### [Written request]
Write out again everything from the line containing "Point to the smartphone." down to the line containing "x=329 y=584", with "metal pole" swapped for "steel pole" and nothing else altered.

### [The records]
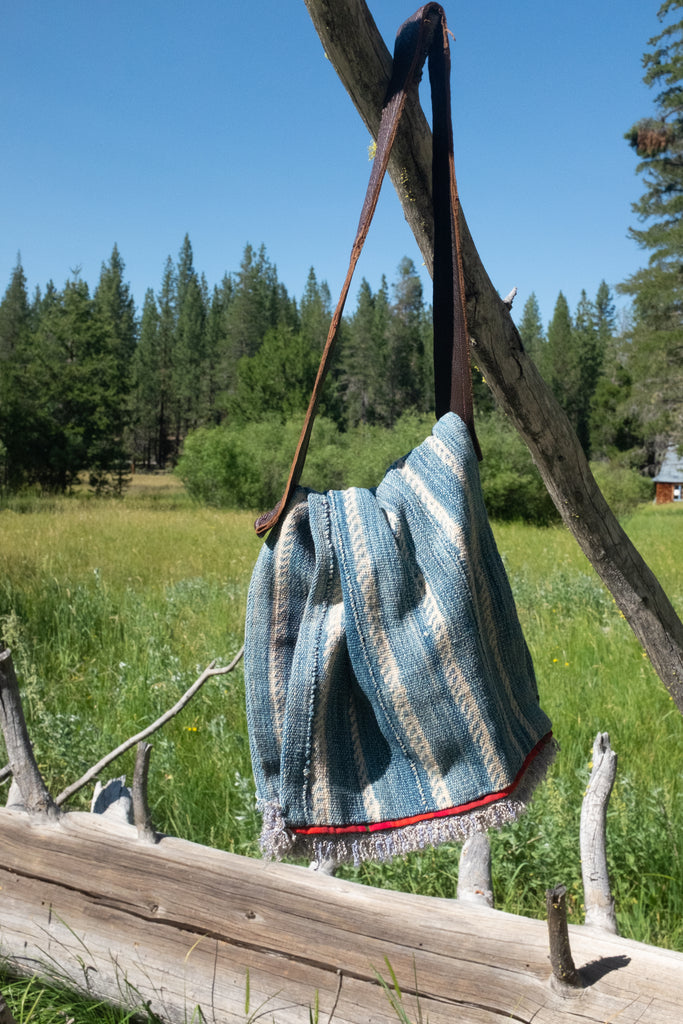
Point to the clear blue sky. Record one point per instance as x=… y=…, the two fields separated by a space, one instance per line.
x=136 y=122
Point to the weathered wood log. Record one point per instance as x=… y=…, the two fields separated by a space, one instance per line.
x=359 y=56
x=593 y=840
x=26 y=774
x=180 y=926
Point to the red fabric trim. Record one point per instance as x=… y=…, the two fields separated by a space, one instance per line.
x=428 y=815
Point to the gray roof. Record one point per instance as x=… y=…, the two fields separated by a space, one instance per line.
x=672 y=467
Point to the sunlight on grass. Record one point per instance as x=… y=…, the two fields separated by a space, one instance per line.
x=114 y=606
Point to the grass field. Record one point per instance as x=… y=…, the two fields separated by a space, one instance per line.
x=112 y=607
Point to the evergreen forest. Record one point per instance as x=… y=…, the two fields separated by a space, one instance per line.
x=215 y=380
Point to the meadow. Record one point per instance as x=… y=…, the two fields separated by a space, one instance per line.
x=113 y=607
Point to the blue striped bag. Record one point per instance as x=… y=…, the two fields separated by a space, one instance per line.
x=391 y=698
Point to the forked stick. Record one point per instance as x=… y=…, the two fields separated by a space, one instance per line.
x=166 y=717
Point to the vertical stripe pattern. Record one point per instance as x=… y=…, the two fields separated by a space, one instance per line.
x=387 y=677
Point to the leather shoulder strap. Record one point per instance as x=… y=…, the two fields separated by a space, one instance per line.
x=425 y=34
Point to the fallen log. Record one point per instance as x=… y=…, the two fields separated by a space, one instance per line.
x=176 y=926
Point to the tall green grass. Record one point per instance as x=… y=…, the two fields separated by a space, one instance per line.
x=113 y=607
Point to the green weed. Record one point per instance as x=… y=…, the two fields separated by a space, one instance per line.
x=113 y=608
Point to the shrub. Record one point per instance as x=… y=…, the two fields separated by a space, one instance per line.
x=624 y=487
x=511 y=483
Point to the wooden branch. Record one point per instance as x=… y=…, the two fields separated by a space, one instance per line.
x=141 y=815
x=564 y=972
x=114 y=800
x=138 y=737
x=35 y=797
x=181 y=926
x=359 y=56
x=597 y=895
x=5 y=1013
x=474 y=884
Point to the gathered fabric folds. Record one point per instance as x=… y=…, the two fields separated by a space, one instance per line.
x=390 y=694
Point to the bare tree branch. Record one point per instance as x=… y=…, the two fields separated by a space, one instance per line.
x=138 y=737
x=141 y=814
x=356 y=50
x=597 y=895
x=35 y=796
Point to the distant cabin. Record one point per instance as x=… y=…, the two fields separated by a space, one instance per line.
x=669 y=480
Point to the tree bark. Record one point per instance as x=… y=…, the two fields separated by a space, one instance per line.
x=359 y=56
x=597 y=894
x=26 y=773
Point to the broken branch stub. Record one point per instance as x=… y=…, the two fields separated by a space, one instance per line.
x=91 y=773
x=565 y=977
x=597 y=895
x=474 y=884
x=35 y=796
x=358 y=54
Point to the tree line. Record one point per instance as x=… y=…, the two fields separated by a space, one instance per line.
x=88 y=386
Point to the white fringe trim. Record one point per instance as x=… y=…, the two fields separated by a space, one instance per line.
x=278 y=841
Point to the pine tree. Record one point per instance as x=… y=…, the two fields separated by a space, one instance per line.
x=166 y=399
x=14 y=332
x=114 y=320
x=188 y=348
x=560 y=366
x=656 y=364
x=364 y=358
x=589 y=355
x=408 y=336
x=144 y=387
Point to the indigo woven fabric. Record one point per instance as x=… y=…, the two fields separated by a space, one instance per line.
x=390 y=695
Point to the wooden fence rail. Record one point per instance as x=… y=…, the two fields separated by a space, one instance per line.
x=188 y=930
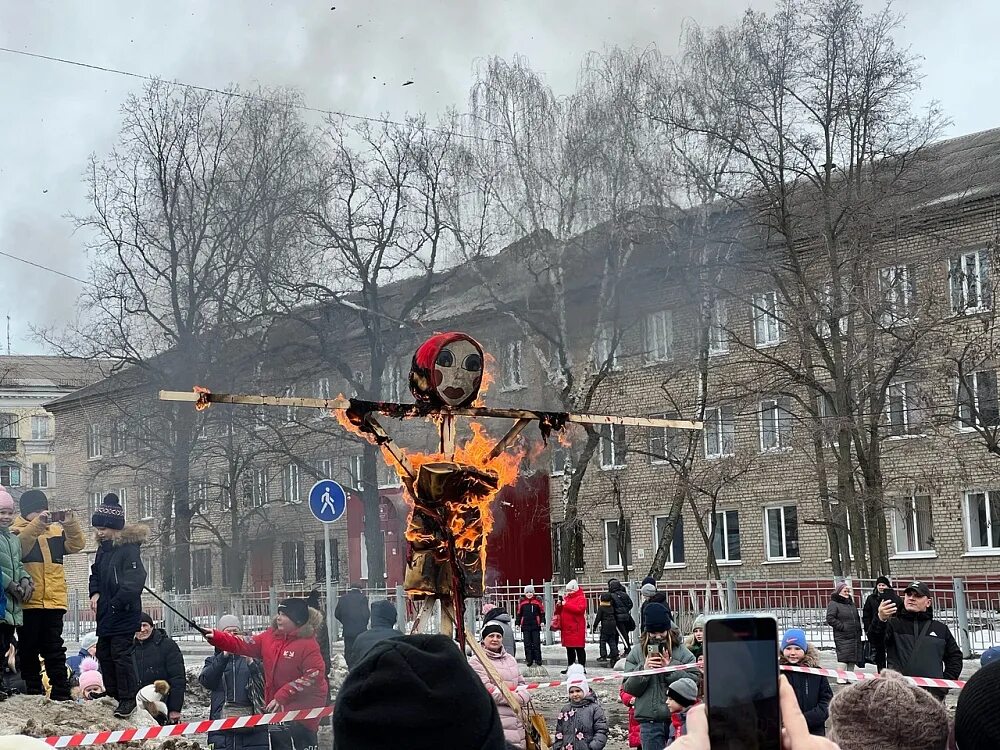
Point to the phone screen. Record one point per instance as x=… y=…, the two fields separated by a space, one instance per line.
x=741 y=683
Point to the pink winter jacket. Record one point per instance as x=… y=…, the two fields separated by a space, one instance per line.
x=505 y=665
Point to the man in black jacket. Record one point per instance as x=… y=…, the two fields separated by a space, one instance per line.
x=915 y=643
x=352 y=612
x=157 y=657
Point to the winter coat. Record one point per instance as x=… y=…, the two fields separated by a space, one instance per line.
x=353 y=613
x=159 y=658
x=228 y=677
x=530 y=613
x=813 y=692
x=937 y=655
x=573 y=620
x=651 y=691
x=581 y=726
x=11 y=569
x=505 y=666
x=42 y=551
x=118 y=575
x=501 y=618
x=842 y=615
x=623 y=605
x=293 y=664
x=383 y=628
x=605 y=620
x=634 y=736
x=869 y=612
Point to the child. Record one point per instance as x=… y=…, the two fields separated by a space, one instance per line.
x=681 y=695
x=117 y=578
x=581 y=725
x=608 y=625
x=812 y=690
x=696 y=640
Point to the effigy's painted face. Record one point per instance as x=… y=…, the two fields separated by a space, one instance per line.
x=458 y=372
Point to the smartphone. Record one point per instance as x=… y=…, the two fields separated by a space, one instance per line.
x=741 y=683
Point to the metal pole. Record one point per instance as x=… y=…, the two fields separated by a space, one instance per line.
x=963 y=618
x=329 y=584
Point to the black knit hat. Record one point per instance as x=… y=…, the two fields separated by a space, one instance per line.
x=33 y=501
x=977 y=723
x=409 y=688
x=295 y=610
x=109 y=514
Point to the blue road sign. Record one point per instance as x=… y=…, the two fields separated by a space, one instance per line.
x=327 y=500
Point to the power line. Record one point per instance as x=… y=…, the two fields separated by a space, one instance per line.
x=247 y=97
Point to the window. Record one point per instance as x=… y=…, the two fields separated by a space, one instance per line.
x=612 y=446
x=319 y=556
x=897 y=288
x=201 y=567
x=720 y=432
x=898 y=409
x=606 y=347
x=977 y=400
x=782 y=532
x=613 y=548
x=147 y=503
x=718 y=336
x=659 y=335
x=40 y=475
x=293 y=562
x=969 y=282
x=766 y=326
x=119 y=437
x=912 y=525
x=983 y=510
x=510 y=365
x=94 y=441
x=726 y=536
x=41 y=428
x=675 y=555
x=775 y=425
x=10 y=475
x=290 y=483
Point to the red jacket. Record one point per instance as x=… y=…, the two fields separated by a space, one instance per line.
x=573 y=620
x=294 y=672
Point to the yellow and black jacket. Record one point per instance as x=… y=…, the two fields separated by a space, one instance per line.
x=42 y=551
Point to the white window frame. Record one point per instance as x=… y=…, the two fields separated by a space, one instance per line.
x=658 y=332
x=613 y=447
x=991 y=499
x=905 y=522
x=785 y=541
x=718 y=336
x=671 y=561
x=774 y=412
x=510 y=366
x=720 y=527
x=44 y=421
x=95 y=449
x=966 y=290
x=40 y=474
x=721 y=418
x=766 y=321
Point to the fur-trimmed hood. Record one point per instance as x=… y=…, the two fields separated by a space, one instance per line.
x=811 y=659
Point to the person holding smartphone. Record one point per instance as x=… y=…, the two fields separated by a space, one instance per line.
x=659 y=646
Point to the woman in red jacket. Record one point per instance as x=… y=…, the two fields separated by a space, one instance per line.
x=573 y=625
x=294 y=673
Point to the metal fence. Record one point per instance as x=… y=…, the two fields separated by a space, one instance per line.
x=970 y=605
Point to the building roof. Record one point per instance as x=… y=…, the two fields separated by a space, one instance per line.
x=50 y=372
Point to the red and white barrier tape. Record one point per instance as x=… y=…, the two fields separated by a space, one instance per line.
x=198 y=727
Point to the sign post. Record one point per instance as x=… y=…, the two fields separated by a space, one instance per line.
x=328 y=503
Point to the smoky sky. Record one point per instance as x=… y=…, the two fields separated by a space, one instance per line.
x=347 y=56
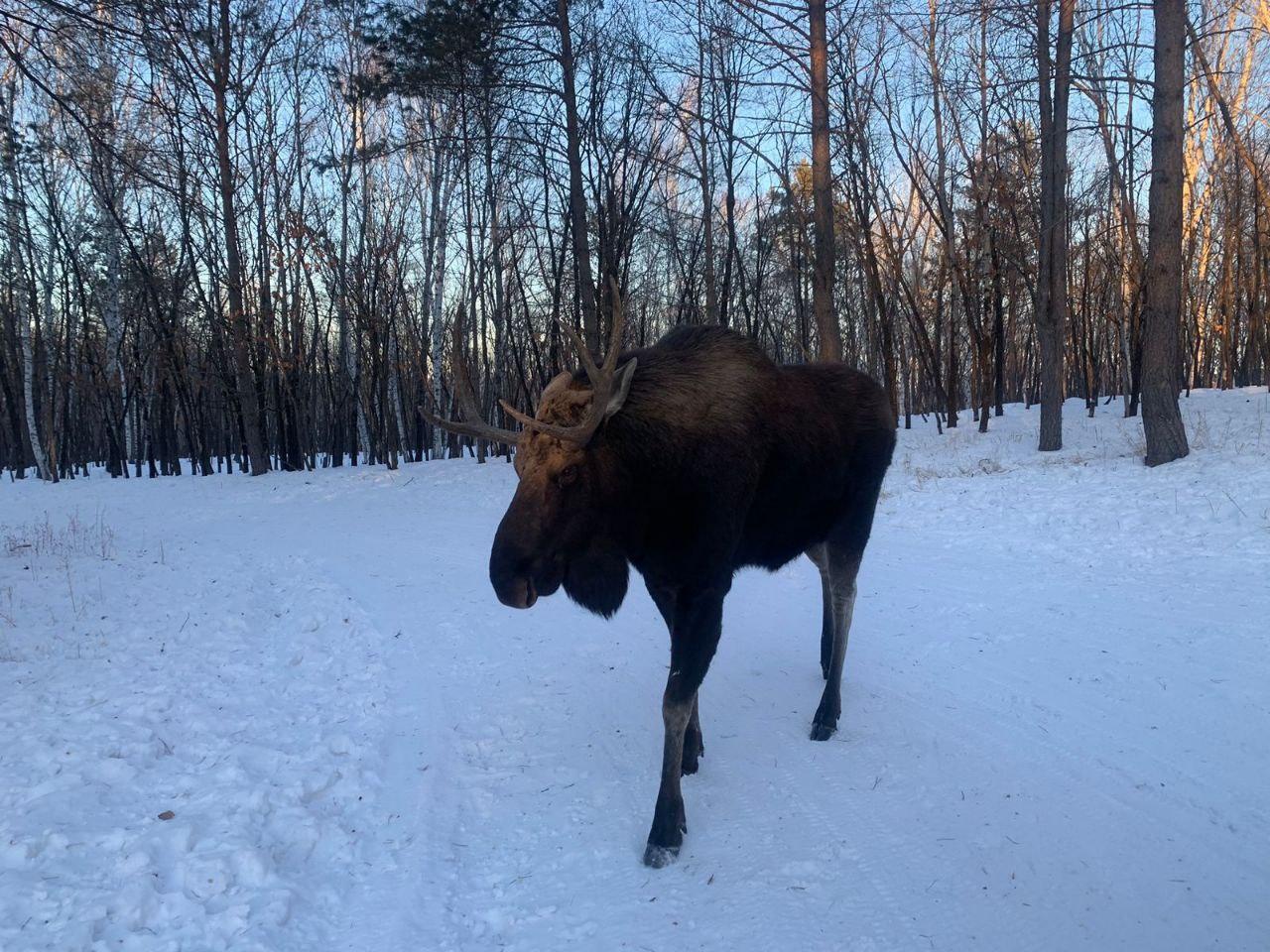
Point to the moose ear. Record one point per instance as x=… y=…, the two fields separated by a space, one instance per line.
x=621 y=388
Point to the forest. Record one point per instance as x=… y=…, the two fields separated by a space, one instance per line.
x=239 y=235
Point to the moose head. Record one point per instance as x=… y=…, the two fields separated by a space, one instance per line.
x=558 y=529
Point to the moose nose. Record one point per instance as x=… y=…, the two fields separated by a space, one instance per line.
x=511 y=576
x=518 y=594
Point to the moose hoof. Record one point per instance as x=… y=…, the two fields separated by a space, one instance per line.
x=693 y=753
x=824 y=731
x=657 y=857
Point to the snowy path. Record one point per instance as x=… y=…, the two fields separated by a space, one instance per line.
x=1056 y=725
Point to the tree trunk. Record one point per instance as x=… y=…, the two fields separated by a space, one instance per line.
x=576 y=197
x=1052 y=266
x=822 y=189
x=1161 y=419
x=239 y=325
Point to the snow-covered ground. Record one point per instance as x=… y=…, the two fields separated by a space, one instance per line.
x=287 y=714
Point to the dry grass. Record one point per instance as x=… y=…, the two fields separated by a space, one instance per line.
x=41 y=538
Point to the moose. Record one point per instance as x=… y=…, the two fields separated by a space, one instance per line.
x=689 y=460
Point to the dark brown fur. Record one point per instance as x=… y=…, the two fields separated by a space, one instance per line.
x=719 y=458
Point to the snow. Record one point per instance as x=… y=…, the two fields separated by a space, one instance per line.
x=1056 y=726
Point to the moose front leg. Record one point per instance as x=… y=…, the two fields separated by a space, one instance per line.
x=666 y=597
x=698 y=620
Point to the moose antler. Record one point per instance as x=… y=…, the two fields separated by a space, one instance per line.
x=601 y=377
x=601 y=382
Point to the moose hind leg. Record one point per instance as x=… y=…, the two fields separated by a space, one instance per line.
x=821 y=556
x=843 y=567
x=694 y=747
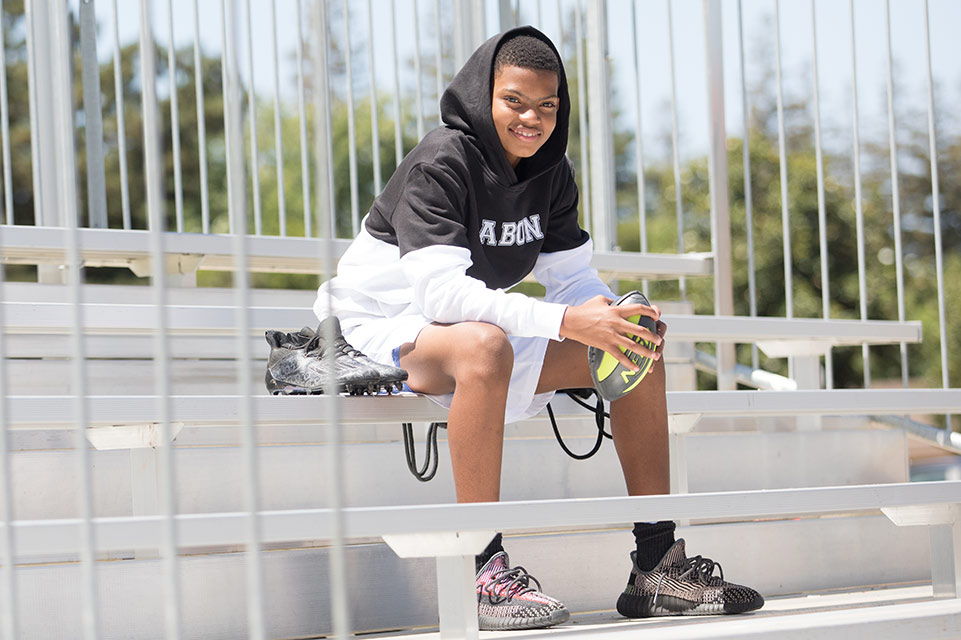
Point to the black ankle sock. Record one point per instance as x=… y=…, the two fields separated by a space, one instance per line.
x=653 y=540
x=495 y=546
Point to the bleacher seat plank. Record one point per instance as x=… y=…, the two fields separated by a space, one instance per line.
x=24 y=244
x=62 y=536
x=59 y=411
x=58 y=317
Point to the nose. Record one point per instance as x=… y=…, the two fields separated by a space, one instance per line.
x=530 y=116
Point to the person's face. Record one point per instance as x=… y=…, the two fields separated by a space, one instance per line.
x=524 y=106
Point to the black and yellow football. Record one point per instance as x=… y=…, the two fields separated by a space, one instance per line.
x=611 y=378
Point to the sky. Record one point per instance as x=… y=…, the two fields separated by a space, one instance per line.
x=646 y=23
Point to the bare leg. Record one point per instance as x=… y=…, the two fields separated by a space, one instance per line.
x=473 y=360
x=638 y=420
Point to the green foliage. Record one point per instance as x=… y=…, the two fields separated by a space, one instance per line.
x=879 y=273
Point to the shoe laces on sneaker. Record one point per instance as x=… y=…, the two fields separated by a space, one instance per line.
x=698 y=569
x=506 y=584
x=702 y=570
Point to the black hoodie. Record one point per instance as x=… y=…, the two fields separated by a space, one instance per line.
x=457 y=188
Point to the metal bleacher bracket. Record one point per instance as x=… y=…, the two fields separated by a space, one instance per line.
x=944 y=526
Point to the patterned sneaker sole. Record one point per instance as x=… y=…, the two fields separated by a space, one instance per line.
x=277 y=388
x=631 y=606
x=490 y=623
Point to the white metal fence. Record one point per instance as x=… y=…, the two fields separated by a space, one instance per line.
x=351 y=86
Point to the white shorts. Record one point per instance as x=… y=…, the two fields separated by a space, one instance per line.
x=380 y=338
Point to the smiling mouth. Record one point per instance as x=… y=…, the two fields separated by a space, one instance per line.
x=527 y=135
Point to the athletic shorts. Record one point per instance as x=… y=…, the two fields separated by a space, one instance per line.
x=381 y=338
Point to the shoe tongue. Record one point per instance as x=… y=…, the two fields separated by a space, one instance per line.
x=334 y=327
x=498 y=562
x=676 y=555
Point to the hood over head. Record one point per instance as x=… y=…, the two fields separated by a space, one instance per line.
x=466 y=106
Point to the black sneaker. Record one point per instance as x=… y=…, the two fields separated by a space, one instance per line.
x=682 y=586
x=297 y=366
x=391 y=378
x=506 y=600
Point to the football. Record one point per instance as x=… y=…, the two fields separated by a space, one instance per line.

### [Expected output]
Point to the smartphone. Record one point per instance as x=… y=…, the two fields separated by a space, one instance per line.
x=741 y=683
Point to the steel pole. Record one point per instance as x=… y=…, the two fields separated by a space, one instance per line.
x=963 y=618
x=329 y=584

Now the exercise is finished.